__Supplied passage__
Fancy Data Structures


  • Tuples
  • Sets
  • Lists of lists
  • Dictionaries of dictionaries
  • Lists of dictionaries, dictionaries of lists
  • Nested structures


Let's say that you have a dictionary. In fact, let's say that you are a collector of English dictionaries, and you have all of them, from Cawdrey's 1604 A Table Alphabeticall all the way to a hard copy of the ever-contemporary Wiktionary project of Wikipedia. Finally, let us also suppose that you have some interest in the evolution of words over time. After all, why did you go out and buy all those dictionaries in the first place?

Given the number of dictionaries and the number of words, it seems only natural that you would need some knowledge of programming to tackle this project. However, it is here that we run into a problem: how should we best store this immense and complex amount of data? We have many dictionaries, each with many words; could we use what we've learned of lists and strings to store it? We certainly could have a list of strings, but then it would be difficult to associate them with their definitions. This is where the Pythonean dictionary can come in handy!

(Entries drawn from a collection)
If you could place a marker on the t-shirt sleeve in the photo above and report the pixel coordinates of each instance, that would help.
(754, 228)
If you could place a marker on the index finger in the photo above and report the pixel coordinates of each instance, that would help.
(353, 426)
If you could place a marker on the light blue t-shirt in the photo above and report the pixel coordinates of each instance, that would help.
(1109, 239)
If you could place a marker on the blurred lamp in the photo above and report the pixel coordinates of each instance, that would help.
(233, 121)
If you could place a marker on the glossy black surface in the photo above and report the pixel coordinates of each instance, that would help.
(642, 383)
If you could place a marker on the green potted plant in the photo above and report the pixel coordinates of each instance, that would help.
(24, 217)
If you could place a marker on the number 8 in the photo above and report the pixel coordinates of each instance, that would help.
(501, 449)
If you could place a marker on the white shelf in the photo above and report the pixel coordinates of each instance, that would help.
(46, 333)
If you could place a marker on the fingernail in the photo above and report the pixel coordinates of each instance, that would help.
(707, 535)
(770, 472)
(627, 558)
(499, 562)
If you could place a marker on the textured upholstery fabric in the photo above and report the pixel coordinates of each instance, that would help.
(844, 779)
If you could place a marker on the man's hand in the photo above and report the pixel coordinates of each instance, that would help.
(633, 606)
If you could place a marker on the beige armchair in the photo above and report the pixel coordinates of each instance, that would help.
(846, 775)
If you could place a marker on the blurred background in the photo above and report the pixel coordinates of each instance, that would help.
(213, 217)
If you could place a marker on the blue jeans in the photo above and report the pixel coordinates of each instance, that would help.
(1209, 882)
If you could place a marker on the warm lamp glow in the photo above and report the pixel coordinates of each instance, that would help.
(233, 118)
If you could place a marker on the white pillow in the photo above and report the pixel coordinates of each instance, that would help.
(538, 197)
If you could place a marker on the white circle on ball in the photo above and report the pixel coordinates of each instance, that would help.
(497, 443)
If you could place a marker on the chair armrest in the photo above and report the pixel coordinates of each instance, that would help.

__Work to do__
1. In the data structures passage, which dictionary is named as the earliest in the imagined collection?
2. Summarize the data structures passage in two sentences.
3. List every topic given in the bulleted outline at the top of the data structures passage.
These lines have no role in the work that is asked here.

__Solutions to each task__
1. Cawdrey's 1604 A Table Alphabeticall.

2. The passage imagines a collector who owns every English dictionary, from Cawdrey's 1604 A Table Alphabeticall to a hard copy of Wiktionary, and who is interested in how words have evolved over time. Storing so much complex data raises a problem, since a list of strings would make it hard to associate words with their definitions, and this is where the Python dictionary can help.

3.
- Tuples
- Sets
- Lists of lists
- Dictionaries of dictionaries
- Lists of dictionaries, dictionaries of lists
- Nested structures